_Geciteerde tekst_
***

202400912/1/V2.
Datum uitspraak: 14 november 2024
AFDELING
BESTUURSRECHTSPRAAK
Uitspraak met toepassing van artikel 8:54, eerste lid, van de Algemene wet bestuursrecht op het hoger beroep van:
[de vreemdeling],
appellant,
tegen de uitspraak van de rechtbank Den Haag, zittingsplaats Arnhem, van 12 januari 2024 in zaak nr. NL23.28754 in het geding tussen:
de vreemdeling
en
de minister van Asiel en Migratie.
Procesverloop
Bij besluit van 24 augustus 2023, aangevuld bij brief van 23 november 2023, heeft de staatssecretaris van Justitie en Veiligheid een aanvraag van de vreemdeling om hem een verblijfsvergunning asiel voor bepaalde tijd te verlenen, ingewilligd.
Bij uitspraak van 12 januari 2024 heeft de rechtbank het daartegen door de vreemdeling ingestelde beroep gegrond verklaard, dat besluit vernietigd en bepaald dat de rechtsgevolgen daarvan geheel in stand blijven.
Tegen deze uitspraak heeft de vreemdeling, vertegenwoordigd door mr. I. Wudka, advocaat in Maastricht, hoger beroep ingesteld.
Overwegingen
1. In de derde grief klaagt de vreemdeling over het oordeel van de rechtbank dat de minister op grond van de uitspraak van de Afdeling van 9 november 2017, ECLI:NL:RVS:2017:3288, mag concluderen dat een vreemdeling meerderjarig is als hij in andere lidstaten een of meerdere keren met een meerderjarige leeftijd is geregistreerd, omdat hij er op grond van het interstatelijk vertrouwensbeginsel in beginsel van uit mag gaan dat de registratie in een andere lidstaat zorgvuldig heeft plaatsgevonden. In de uitspraak van 9 oktober 2024, ECLI:NL:RVS:2024:3992, heeft de Afdeling geoordeeld dat de minister niet op grond van het interstatelijk vertrouwensbeginsel mag uitgaan van de juistheid van een leeftijdsregistratie uit een andere lidstaat. Hoewel de vreemdeling daarom terecht klaagt over dat oordeel van de rechtbank, leidt de grief niet tot vernietiging van de uitspraak van de rechtbank. Afgezien van de verwijzing naar het interstatelijk vertrouwensbeginsel, heeft de minister de beoordeling van de leeftijd namelijk in overeenstemming met het beoordelingskader dat de Afdeling in de hiervoor vermelde uitspraak van 9 oktober 2024, onder 7 tot en met 7.3, uiteen heeft gezet, verricht. Dat betekent dat de minister de vreemdeling terecht als meerderjarige heeft aangemerkt. De derde grief faalt. 2. De overige grieven leiden evenmin tot vernietiging van de uitspraak van de rechtbank. Dit oordeel hoeft niet verder te worden gemotiveerd. De reden daarvoor is dat die grieven geen vragen bevatten die in het belang van de rechtseenheid, de rechtsontwikkeling of de rechtsbescherming in algemene zin beantwoord moeten worden (artikel 91, tweede lid, van de Vw 2000).

***

_Gegevensuittreksel_
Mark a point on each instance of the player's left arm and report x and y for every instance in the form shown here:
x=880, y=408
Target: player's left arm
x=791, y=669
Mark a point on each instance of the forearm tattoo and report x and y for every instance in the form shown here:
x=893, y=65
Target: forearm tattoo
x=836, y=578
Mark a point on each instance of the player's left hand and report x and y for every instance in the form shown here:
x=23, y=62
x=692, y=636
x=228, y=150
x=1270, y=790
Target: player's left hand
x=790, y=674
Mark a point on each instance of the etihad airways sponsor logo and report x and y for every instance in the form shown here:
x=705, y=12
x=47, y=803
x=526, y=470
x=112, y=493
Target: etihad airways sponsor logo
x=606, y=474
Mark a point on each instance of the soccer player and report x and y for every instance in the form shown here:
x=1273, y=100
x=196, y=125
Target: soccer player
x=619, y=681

***

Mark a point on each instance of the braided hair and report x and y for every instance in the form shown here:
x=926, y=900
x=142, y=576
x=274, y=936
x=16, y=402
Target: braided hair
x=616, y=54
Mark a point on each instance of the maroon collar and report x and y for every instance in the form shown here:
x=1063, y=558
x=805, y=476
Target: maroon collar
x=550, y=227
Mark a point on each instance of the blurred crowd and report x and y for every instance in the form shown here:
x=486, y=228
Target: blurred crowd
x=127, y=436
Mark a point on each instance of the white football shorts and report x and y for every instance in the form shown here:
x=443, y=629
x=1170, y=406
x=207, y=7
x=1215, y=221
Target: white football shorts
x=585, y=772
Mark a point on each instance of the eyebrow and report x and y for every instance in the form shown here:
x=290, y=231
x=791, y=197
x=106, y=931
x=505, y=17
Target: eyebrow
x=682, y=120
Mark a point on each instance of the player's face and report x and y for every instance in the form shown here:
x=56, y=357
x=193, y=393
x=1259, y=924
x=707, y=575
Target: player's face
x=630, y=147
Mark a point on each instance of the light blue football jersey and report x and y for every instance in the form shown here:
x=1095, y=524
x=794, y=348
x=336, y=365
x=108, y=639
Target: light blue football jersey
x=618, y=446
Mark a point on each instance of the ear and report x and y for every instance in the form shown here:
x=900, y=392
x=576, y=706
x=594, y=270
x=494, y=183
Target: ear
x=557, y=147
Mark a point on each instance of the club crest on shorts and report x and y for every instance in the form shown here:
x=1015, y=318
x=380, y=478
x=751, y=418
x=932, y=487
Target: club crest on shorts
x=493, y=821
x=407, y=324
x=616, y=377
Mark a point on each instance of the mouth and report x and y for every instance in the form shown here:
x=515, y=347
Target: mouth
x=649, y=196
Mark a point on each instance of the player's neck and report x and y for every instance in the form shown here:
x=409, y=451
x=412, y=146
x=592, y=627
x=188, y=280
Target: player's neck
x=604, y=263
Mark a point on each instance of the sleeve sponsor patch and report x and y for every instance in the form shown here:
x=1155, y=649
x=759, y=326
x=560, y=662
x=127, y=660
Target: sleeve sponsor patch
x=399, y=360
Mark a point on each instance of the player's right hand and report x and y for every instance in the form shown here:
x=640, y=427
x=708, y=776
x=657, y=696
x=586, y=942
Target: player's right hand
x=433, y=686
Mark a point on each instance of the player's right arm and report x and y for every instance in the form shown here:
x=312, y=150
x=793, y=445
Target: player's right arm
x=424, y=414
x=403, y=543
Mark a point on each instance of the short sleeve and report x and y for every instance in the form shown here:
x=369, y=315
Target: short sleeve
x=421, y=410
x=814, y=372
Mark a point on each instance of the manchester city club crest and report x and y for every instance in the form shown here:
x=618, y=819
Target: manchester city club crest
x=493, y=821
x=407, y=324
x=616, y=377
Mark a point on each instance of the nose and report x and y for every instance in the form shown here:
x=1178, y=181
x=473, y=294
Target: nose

***

Kun je uit de geciteerde tekst letterlijk het stuk weergeven dat begint bij "202400912/1/V2." en doorloopt tot en met "te verlenen, ingewilligd."?

_Antwoord_
202400912/1/V2.
Datum uitspraak: 14 november 2024
AFDELING
BESTUURSRECHTSPRAAK
Uitspraak met toepassing van artikel 8:54, eerste lid, van de Algemene wet bestuursrecht op het hoger beroep van:
[de vreemdeling],
appellant,
tegen de uitspraak van de rechtbank Den Haag, zittingsplaats Arnhem, van 12 januari 2024 in zaak nr. NL23.28754 in het geding tussen:
de vreemdeling
en
de minister van Asiel en Migratie.
Procesverloop
Bij besluit van 24 augustus 2023, aangevuld bij brief van 23 november 2023, heeft de staatssecretaris van Justitie en Veiligheid een aanvraag van de vreemdeling om hem een verblijfsvergunning asiel voor bepaalde tijd te verlenen, ingewilligd.